_AVAILABLE RECORDS_
--- Begin ---

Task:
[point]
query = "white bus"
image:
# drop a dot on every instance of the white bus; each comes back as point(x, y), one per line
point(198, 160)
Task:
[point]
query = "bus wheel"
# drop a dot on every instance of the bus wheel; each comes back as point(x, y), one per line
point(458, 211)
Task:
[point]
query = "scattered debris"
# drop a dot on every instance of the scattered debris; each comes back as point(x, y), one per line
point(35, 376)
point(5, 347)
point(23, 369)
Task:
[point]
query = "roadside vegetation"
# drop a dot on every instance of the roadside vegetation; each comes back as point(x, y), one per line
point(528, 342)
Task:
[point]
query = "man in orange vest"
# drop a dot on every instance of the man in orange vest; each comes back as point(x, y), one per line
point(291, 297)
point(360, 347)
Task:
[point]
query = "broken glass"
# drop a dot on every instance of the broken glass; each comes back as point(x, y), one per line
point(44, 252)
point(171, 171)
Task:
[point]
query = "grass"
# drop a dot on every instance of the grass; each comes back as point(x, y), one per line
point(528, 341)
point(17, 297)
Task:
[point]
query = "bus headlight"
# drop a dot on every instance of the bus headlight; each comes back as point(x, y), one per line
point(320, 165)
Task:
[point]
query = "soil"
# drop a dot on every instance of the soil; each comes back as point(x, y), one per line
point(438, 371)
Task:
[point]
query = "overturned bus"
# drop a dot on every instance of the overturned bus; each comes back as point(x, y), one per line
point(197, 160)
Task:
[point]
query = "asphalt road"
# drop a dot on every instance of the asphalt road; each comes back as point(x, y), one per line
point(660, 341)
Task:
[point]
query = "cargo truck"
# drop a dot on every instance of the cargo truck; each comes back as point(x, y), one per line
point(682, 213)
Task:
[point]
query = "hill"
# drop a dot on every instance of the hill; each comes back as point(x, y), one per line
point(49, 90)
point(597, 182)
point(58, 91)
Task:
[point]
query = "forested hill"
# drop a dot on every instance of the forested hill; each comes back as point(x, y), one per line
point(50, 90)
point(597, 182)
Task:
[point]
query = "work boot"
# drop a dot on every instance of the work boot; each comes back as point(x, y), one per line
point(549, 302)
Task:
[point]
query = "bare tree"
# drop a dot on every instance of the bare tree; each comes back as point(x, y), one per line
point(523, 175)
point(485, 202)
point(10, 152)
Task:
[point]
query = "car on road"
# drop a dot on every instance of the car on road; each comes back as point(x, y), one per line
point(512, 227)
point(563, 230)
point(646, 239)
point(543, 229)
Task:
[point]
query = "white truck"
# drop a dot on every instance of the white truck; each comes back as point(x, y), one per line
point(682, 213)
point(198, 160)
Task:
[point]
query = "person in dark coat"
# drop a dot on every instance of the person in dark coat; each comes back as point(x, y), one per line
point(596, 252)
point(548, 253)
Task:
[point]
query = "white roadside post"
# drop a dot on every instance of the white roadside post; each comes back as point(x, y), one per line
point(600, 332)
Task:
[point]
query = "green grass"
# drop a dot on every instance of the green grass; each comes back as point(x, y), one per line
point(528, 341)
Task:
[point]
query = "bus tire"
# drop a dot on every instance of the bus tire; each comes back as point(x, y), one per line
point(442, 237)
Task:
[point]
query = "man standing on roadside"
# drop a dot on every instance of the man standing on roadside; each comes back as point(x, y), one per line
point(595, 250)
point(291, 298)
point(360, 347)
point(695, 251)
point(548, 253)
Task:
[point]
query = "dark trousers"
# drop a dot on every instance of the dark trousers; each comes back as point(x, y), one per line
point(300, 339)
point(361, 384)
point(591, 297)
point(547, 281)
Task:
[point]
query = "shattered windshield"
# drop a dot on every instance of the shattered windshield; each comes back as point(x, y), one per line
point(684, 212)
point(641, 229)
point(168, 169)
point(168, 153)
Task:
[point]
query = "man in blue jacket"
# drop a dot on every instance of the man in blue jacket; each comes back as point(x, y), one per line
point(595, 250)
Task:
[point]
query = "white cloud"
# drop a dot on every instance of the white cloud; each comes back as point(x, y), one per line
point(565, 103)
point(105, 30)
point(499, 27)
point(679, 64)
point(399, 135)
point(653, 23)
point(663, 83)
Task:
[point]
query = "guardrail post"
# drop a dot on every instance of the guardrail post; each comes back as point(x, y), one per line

--- End ---

_SHORT TASK_
Report each line of the items that includes the word "vest", copying every such line in full.

_EXERCISE RESULT_
query = "man in orange vest"
# drop a dot on every instance of the man in orange vest; each comes back as point(x, y), one per line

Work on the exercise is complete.